- _Page_:
----------

[okfn-discuss] co-ment text annotation and commenting system

Philippe Aigrain philippe.aigrain at sopinspace.com
Tue Feb 5 18:11:21 UTC 2008


 I am forwarding in a separate mail your technical questions to the developers 
(Raphaël Badin and Renaud Bernard) but here are some immediate answers :

- yes, co-ment works with both Firefox and IE (though it was the usual 
nightmare to solve some issues in IE).

- we have limits on size of text uploads that are due to the OpenOffice 
converter that we are using, but a Shakespeare play is definitely OK. In 
practice cutting and pasting gives most of the time better results than 
uploading from a word processor. I have just uploaded "As you like it" by cut 
and paste and turned to public viewing and commenting to public. You can test 
it at :
http://www.co-ment.net/text/104/

Philippe
Le Tuesday 05 February 2008 18:17:57 Rufus Pollock, vous avez écrit :
> Philippe Aigrain wrote:
[...]
> Wow, Phillipe this is amazing -- I'm particularly happy that the code is
> in python.

----------

- _Recorded information_:
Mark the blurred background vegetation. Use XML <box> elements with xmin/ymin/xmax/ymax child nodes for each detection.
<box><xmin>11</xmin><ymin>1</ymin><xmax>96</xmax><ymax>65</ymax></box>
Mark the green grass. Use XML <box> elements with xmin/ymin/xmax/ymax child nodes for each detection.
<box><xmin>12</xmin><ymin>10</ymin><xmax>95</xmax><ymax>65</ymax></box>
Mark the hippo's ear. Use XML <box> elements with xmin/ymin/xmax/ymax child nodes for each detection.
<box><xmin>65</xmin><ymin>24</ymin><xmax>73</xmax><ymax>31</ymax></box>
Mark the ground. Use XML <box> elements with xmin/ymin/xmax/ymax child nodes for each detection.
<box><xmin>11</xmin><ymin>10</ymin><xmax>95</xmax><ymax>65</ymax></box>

----------

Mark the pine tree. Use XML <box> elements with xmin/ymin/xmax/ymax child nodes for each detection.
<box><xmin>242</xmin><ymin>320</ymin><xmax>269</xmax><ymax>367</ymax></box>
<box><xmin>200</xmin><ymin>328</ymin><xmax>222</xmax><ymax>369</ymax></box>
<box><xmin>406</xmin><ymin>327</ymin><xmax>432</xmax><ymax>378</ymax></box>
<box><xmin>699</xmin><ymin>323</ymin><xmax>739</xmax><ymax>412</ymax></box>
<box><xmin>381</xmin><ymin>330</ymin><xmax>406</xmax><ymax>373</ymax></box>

----------

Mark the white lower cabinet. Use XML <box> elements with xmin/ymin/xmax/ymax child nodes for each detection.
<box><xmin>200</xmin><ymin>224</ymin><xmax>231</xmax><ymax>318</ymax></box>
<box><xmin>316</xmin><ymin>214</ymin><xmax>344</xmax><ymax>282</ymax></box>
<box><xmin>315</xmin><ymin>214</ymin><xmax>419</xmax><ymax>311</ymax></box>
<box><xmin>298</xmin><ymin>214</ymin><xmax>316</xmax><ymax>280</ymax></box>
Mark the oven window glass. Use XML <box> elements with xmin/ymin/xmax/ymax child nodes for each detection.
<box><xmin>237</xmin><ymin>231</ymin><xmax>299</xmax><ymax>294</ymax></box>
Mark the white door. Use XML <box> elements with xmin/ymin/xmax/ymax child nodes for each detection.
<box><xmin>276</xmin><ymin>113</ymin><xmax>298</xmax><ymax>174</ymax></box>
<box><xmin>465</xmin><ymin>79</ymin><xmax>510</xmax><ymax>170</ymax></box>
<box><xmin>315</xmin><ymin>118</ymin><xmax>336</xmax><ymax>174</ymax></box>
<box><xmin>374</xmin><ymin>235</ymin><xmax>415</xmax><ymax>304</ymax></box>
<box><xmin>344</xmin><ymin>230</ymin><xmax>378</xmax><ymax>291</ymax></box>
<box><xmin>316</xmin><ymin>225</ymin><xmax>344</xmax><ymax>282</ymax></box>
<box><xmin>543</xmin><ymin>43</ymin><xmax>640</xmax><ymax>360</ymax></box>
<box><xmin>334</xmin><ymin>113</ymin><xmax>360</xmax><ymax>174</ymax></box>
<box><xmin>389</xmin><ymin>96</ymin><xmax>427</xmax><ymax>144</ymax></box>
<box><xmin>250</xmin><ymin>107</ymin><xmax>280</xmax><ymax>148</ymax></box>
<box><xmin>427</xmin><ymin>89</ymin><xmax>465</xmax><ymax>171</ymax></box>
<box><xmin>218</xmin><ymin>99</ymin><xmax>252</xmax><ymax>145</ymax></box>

----------

- _Problem_:
Return everything in the co-ment email from "[okfn-discuss] co-ment text" down to "issues in IE).", word for word.

- _Result_:
[okfn-discuss] co-ment text annotation and commenting system

Philippe Aigrain philippe.aigrain at sopinspace.com
Tue Feb 5 18:11:21 UTC 2008


 I am forwarding in a separate mail your technical questions to the developers 
(Raphaël Badin and Renaud Bernard) but here are some immediate answers :

- yes, co-ment works with both Firefox and IE (though it was the usual 
nightmare to solve some issues in IE).